Only the run of lines from the one containing "Find the man;" through the last line should be returned, exactly as written.

■ ■ ■

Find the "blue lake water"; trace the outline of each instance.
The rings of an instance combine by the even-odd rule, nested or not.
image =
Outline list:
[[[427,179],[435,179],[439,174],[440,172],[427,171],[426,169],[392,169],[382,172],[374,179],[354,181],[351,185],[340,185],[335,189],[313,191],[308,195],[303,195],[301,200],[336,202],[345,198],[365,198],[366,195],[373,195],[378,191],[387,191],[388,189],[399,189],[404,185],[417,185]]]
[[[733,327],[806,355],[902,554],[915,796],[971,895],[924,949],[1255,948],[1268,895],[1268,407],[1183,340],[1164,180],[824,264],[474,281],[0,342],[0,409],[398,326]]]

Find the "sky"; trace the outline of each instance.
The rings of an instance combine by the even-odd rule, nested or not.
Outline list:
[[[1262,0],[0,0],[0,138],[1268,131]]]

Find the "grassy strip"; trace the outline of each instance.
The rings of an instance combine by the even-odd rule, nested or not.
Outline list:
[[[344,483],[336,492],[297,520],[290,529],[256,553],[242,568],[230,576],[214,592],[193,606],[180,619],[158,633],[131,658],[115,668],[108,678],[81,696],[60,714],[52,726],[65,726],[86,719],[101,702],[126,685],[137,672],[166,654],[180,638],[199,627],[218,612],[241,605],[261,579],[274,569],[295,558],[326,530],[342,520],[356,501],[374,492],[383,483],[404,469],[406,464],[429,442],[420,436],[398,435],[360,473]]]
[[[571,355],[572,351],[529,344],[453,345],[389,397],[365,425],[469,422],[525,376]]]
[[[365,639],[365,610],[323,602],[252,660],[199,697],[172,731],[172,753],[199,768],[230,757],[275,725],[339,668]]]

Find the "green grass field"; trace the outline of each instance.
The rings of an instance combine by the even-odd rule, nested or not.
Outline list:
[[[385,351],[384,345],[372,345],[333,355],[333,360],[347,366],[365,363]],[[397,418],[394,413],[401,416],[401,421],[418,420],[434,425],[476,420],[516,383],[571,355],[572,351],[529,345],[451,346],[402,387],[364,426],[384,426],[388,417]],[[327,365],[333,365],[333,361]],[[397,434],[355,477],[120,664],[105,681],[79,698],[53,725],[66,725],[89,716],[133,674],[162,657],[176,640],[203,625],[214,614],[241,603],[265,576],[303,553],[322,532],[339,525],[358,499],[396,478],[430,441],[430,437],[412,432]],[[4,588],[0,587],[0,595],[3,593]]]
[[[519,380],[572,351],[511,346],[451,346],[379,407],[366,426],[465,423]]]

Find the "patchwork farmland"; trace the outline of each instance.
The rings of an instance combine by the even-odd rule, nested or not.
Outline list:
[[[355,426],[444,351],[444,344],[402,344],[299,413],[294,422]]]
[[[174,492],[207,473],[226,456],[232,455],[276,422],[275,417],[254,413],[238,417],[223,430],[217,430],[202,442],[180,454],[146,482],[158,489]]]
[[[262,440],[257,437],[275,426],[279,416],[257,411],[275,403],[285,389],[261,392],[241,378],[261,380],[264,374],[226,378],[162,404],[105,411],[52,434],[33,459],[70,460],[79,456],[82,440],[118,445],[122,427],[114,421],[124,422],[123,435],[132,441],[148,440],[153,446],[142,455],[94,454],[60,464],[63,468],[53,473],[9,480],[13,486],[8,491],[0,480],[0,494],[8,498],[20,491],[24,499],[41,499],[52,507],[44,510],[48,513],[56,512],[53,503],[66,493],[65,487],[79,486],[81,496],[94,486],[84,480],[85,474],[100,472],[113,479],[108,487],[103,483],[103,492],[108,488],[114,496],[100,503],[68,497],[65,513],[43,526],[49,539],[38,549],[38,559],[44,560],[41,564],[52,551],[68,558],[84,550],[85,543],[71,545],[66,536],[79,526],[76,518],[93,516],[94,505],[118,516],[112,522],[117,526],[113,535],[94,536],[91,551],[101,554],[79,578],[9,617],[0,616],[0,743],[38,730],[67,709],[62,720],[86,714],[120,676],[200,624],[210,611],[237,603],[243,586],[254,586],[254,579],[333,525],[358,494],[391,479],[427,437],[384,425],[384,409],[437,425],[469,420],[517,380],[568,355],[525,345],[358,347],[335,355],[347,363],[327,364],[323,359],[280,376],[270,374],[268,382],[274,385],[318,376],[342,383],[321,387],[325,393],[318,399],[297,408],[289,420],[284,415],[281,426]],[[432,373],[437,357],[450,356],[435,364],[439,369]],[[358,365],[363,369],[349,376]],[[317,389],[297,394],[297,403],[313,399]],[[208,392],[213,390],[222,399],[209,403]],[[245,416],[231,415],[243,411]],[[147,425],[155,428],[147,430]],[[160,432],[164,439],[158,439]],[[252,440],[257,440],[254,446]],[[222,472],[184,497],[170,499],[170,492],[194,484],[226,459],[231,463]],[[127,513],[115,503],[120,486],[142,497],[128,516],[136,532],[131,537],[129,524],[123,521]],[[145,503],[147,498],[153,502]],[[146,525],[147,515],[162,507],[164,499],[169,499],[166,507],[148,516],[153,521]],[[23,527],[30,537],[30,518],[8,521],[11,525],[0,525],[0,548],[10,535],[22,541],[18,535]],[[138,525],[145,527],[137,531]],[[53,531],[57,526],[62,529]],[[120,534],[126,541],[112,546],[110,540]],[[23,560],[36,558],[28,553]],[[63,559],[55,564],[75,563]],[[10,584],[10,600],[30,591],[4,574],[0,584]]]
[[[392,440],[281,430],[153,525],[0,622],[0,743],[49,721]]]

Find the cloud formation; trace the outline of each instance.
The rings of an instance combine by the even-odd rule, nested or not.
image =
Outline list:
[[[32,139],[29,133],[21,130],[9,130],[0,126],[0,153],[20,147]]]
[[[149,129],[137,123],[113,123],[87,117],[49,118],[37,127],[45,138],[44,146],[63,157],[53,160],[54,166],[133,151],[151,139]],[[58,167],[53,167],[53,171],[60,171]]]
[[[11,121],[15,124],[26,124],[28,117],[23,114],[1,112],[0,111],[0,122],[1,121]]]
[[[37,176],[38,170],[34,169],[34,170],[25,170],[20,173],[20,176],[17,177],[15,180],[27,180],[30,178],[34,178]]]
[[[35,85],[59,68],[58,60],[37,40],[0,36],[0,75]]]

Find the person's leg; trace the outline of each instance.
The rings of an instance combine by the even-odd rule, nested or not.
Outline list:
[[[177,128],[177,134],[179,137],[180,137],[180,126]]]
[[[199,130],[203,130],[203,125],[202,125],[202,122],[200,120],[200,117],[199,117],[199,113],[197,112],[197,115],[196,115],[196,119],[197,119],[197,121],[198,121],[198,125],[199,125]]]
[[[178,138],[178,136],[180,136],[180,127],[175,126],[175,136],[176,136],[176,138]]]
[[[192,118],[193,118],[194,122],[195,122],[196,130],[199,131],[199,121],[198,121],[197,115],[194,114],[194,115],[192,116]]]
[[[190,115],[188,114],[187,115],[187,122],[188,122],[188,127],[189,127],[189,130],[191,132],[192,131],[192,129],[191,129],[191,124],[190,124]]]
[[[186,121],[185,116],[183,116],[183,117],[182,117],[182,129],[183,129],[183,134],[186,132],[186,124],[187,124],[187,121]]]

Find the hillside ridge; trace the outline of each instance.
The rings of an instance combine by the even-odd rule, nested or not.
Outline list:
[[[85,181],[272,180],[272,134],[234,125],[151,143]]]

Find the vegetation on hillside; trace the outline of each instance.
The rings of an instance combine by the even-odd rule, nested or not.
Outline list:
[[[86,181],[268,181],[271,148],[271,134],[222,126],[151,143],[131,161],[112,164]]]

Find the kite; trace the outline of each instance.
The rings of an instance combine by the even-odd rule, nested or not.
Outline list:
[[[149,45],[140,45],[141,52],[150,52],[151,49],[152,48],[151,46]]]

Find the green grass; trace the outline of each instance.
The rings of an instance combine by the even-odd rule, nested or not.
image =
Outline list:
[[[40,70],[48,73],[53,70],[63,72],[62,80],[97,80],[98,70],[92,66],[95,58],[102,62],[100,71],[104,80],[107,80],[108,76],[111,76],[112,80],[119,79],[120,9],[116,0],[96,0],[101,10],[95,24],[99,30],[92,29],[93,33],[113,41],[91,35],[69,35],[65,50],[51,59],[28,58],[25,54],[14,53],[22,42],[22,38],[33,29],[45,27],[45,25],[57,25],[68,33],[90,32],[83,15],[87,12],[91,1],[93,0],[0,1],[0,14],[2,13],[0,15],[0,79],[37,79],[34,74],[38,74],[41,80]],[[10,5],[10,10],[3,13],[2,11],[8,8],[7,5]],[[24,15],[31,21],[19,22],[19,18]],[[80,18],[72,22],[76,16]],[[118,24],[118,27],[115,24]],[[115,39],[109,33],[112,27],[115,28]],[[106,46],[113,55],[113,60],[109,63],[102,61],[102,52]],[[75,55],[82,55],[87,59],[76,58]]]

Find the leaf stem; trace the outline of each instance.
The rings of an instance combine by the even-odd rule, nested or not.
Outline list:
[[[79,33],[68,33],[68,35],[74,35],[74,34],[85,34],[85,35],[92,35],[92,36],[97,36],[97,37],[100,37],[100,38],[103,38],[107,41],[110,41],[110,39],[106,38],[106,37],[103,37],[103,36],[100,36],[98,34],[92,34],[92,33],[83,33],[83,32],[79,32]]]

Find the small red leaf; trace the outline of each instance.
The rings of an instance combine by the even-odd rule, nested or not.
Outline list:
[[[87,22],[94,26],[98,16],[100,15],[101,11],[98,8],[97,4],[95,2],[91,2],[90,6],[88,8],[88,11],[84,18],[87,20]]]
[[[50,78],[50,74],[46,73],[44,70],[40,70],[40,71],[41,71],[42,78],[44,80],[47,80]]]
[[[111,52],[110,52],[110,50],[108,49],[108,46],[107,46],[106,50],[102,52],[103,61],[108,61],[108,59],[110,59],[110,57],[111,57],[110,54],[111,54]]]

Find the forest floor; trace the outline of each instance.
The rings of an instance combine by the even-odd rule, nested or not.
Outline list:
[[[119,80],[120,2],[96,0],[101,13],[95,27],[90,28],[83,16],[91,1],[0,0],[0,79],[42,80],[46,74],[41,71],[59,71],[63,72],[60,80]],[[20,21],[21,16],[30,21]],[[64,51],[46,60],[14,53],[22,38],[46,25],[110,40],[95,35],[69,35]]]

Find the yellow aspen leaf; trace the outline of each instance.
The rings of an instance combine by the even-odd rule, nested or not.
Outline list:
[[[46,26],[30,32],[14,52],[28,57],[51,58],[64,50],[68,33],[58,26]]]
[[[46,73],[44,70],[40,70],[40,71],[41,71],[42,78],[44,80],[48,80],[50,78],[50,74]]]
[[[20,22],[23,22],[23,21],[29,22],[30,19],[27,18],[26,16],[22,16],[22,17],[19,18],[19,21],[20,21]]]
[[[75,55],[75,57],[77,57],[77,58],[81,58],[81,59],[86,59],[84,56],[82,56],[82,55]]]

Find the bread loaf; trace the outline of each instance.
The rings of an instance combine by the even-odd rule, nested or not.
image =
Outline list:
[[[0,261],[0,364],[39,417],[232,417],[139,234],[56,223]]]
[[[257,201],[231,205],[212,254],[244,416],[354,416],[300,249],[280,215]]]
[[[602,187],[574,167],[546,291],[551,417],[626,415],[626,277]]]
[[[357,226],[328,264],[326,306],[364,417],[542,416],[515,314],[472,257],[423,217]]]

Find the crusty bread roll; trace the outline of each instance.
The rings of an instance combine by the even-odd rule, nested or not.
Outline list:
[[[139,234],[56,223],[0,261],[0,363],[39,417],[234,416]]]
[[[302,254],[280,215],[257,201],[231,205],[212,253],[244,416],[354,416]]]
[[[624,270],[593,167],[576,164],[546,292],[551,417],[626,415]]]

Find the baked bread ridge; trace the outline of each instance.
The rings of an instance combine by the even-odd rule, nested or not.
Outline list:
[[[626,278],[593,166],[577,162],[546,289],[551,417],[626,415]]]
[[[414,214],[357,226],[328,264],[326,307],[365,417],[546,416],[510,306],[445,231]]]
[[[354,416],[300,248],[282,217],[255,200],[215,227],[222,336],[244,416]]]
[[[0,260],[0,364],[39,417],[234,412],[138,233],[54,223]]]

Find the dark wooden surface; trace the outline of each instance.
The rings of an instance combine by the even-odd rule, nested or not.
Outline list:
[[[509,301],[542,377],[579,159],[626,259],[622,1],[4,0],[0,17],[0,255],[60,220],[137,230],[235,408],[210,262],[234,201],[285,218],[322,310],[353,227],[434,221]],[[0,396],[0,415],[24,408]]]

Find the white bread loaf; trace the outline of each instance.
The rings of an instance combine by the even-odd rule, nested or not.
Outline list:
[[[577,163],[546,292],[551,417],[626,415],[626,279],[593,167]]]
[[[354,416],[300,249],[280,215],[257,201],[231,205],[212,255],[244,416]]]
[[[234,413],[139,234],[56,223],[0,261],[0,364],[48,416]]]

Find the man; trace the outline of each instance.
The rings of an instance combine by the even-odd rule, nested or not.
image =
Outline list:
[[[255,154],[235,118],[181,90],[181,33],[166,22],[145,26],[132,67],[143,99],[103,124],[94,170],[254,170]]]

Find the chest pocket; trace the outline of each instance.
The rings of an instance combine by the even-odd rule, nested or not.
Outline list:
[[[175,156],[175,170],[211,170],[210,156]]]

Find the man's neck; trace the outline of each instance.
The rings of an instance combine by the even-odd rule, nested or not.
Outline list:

■ ■ ■

RESPONSE BELOW:
Find the man; trace the outline of each instance.
The rings of an instance combine by the even-odd rule, nested or not.
image =
Outline list:
[[[255,154],[235,118],[181,90],[181,33],[166,22],[145,26],[132,67],[143,99],[103,124],[94,170],[254,170]]]

Find the chest pocket; trace the outline of each instance.
The rings of an instance combine by the even-odd rule, nested or not.
Outline list:
[[[175,156],[175,170],[211,170],[210,156]]]

Find the man's neck; trace the outline of each instance.
The rings of an instance combine by the even-odd rule, nested or not.
Outline list:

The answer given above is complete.